§ **Task instructions**
The output must match the entries below exactly.

___ Dataset entries

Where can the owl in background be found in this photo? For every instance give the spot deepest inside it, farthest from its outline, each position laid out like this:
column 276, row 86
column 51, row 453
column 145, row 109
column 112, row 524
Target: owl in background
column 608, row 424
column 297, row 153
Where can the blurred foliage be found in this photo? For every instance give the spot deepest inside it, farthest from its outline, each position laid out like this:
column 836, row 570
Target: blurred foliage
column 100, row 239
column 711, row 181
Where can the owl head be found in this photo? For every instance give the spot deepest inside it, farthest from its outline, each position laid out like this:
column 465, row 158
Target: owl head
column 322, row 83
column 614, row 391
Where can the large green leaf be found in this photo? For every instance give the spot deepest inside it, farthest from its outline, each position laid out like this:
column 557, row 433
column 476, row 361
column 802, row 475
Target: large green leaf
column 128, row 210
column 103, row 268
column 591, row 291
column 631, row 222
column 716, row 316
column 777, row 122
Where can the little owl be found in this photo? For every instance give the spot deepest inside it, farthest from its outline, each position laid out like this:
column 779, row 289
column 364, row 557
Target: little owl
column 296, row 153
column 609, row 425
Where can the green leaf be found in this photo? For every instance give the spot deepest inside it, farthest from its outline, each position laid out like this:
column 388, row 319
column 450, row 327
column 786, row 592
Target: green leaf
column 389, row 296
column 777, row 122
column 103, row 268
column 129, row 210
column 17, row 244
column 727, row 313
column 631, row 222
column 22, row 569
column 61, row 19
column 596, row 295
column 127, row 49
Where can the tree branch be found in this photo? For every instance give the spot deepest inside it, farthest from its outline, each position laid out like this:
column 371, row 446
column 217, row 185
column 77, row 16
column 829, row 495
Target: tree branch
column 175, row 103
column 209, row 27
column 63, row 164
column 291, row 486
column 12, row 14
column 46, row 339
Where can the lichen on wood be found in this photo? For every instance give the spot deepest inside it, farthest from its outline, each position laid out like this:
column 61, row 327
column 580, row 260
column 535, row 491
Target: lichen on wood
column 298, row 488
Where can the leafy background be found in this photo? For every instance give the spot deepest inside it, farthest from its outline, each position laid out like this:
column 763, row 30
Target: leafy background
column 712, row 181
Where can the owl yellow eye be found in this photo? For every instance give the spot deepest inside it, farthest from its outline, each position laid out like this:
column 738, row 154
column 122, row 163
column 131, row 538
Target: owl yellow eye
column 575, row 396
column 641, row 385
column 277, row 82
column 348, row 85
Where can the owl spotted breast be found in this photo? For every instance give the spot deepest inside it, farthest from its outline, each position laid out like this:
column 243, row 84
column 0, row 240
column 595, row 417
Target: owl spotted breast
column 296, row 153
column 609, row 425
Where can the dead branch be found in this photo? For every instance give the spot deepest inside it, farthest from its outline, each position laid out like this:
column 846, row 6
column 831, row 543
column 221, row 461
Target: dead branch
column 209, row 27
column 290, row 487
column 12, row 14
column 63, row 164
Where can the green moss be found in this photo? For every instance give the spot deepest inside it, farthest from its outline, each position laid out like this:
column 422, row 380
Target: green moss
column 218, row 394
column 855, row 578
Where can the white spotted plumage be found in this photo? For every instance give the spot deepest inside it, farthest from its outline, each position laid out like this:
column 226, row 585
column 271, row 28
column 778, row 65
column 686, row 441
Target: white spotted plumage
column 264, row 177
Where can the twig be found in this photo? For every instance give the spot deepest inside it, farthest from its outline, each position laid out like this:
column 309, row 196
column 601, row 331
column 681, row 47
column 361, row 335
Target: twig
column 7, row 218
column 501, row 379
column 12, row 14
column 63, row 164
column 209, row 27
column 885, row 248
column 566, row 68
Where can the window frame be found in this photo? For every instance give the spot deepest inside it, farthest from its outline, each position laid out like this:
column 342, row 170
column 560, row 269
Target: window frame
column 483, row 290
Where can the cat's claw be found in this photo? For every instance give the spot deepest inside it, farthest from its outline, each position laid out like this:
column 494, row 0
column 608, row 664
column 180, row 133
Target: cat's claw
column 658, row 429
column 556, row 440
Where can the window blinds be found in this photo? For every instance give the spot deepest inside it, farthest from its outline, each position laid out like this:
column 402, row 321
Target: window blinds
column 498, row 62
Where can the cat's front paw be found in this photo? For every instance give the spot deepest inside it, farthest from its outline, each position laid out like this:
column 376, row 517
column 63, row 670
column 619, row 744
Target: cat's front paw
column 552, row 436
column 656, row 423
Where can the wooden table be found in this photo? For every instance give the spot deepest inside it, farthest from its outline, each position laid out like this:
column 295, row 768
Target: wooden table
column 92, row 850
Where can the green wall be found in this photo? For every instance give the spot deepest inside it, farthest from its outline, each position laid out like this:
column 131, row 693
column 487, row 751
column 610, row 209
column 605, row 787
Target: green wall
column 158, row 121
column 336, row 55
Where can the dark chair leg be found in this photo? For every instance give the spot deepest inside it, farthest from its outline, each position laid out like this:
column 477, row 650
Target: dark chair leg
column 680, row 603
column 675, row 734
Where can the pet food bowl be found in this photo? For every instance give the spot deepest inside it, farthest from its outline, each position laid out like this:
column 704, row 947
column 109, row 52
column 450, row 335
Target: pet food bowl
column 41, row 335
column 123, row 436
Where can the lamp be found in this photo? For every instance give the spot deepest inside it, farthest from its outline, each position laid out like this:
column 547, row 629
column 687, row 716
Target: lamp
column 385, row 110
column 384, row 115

______

§ **Task answer**
Where can the owl in background be found in this photo? For every instance give the spot deepest inside it, farthest from its outline, each position laid out like this:
column 276, row 86
column 51, row 453
column 145, row 109
column 112, row 524
Target: owl in background
column 608, row 424
column 297, row 153
Where can the blurred foliage be found in this photo? For every instance give the spot deepest inside it, farthest from its outline, each position laid out like this:
column 836, row 570
Target: blurred foliage
column 100, row 239
column 711, row 181
Where can the owl head be found in this photo? For every instance give the spot deepest inside it, farthest from its outline, each position laid out like this:
column 465, row 158
Target: owl head
column 322, row 83
column 614, row 391
Where can the large green leaf be found in this photo? For every instance give the spot deepest inside it, farthest from its outline, each position laid out like this:
column 557, row 433
column 476, row 361
column 802, row 475
Target: large green leaf
column 128, row 210
column 103, row 268
column 591, row 291
column 631, row 222
column 716, row 316
column 777, row 122
Where can the little owl be found in this photo? For every instance give the spot deepest inside it, farthest from its outline, each position laid out like this:
column 779, row 289
column 364, row 557
Target: little owl
column 296, row 153
column 609, row 425
Where can the green leaf be found in this photo? For every instance give the spot deepest inside it, farthest from its outline, each position laid out like this:
column 388, row 319
column 450, row 327
column 786, row 592
Target: green leaf
column 389, row 296
column 777, row 122
column 103, row 268
column 129, row 210
column 17, row 244
column 727, row 313
column 631, row 222
column 22, row 569
column 61, row 19
column 596, row 295
column 127, row 49
Where can the tree branch be found in this photo? For every instance give the spot deepest inside it, farthest from its outline, each position laid out like this:
column 371, row 446
column 217, row 185
column 77, row 16
column 829, row 495
Target: tree branch
column 175, row 103
column 209, row 27
column 63, row 164
column 291, row 486
column 12, row 14
column 46, row 339
Where can the lichen on wood be found in this photo? For every instance give the spot deepest inside it, farthest from its outline, each position laid out like this:
column 61, row 327
column 580, row 260
column 535, row 491
Target: lichen on wood
column 298, row 488
Where can the leafy background be found in this photo? For every instance give the spot deepest inside it, farthest from its outline, each position laid out like this:
column 763, row 30
Target: leafy background
column 712, row 181
Where can the owl yellow eye be found in this photo? For every instance give the spot deepest inside it, farthest from its outline, each position laid out like this:
column 738, row 154
column 122, row 163
column 131, row 538
Target: owl yellow eye
column 575, row 396
column 641, row 385
column 277, row 82
column 348, row 85
Where can the owl spotted breast be found in this photo? For every instance give the spot deepest inside it, farthest from its outline, each position laid out like this:
column 243, row 84
column 0, row 240
column 595, row 417
Target: owl spotted breast
column 296, row 153
column 609, row 425
Where can the dead branch be found in this photo? For every instance give the spot deepest inside it, farthest from its outline, each position laid out like this:
column 846, row 6
column 831, row 543
column 221, row 461
Target: dead branch
column 209, row 27
column 290, row 487
column 12, row 14
column 63, row 164
Where can the green moss be found in this photo? For every instance give the spot deepest inside it, farthest from its outline, each position laid out like this:
column 422, row 380
Target: green moss
column 218, row 394
column 855, row 578
Where can the white spotted plumage be found in this photo? For every instance give the spot deepest inside it, farthest from its outline, each position laid out like this:
column 226, row 585
column 271, row 28
column 778, row 65
column 686, row 441
Target: white spotted plumage
column 264, row 177
Where can the twig be found in this photo? For every instance give the spot deepest inside it, farthest from its outline, each position laid out like this:
column 309, row 196
column 601, row 331
column 681, row 47
column 361, row 335
Target: twig
column 7, row 218
column 501, row 379
column 12, row 14
column 63, row 164
column 209, row 27
column 885, row 248
column 566, row 68
Where can the window frame be found in this photo? For every instance give the spot deepest inside it, farthest from its outline, each position laid out like this:
column 342, row 170
column 560, row 269
Target: window frame
column 483, row 290
Where can the cat's claw be found in this photo? For every instance give the spot deepest inside it, farthest from its outline, each position laid out like this:
column 494, row 0
column 608, row 664
column 180, row 133
Target: cat's claw
column 658, row 429
column 556, row 440
Where can the window blinds be found in this photo? For every instance give the spot deepest inside it, farthest from its outline, each position laid out like this:
column 402, row 321
Target: window blinds
column 498, row 62
Where can the cat's front paw be found in this photo? For every instance give the spot deepest inside it, farthest from its outline, each position laid out like this:
column 376, row 517
column 63, row 670
column 619, row 744
Target: cat's front paw
column 552, row 436
column 656, row 423
Where can the wooden table be found in this photo? For every instance give the spot deepest inside it, farthest from its outline, each position laid out like this:
column 295, row 768
Target: wooden table
column 92, row 850
Where can the green wall be found in this photo? For every instance give the spot deepest inside it, farthest from its outline, each position laid out like this:
column 131, row 693
column 487, row 751
column 610, row 209
column 605, row 787
Target: green wall
column 158, row 121
column 336, row 55
Where can the dark chair leg be found in this photo? For every instance give the spot deepest inside it, farthest from its outline, each position laid out like this:
column 477, row 650
Target: dark chair leg
column 680, row 603
column 675, row 734
Where can the pet food bowl be found in this photo? For every instance give the spot deepest inside it, farthest from its outline, each position laid out like this:
column 704, row 947
column 109, row 52
column 450, row 335
Target: pet food bowl
column 41, row 335
column 123, row 436
Where can the lamp be found in this photo? For every instance give the spot deepest inside it, farthest from its outline, each position laid out like this:
column 547, row 629
column 687, row 716
Target: lamp
column 385, row 110
column 384, row 115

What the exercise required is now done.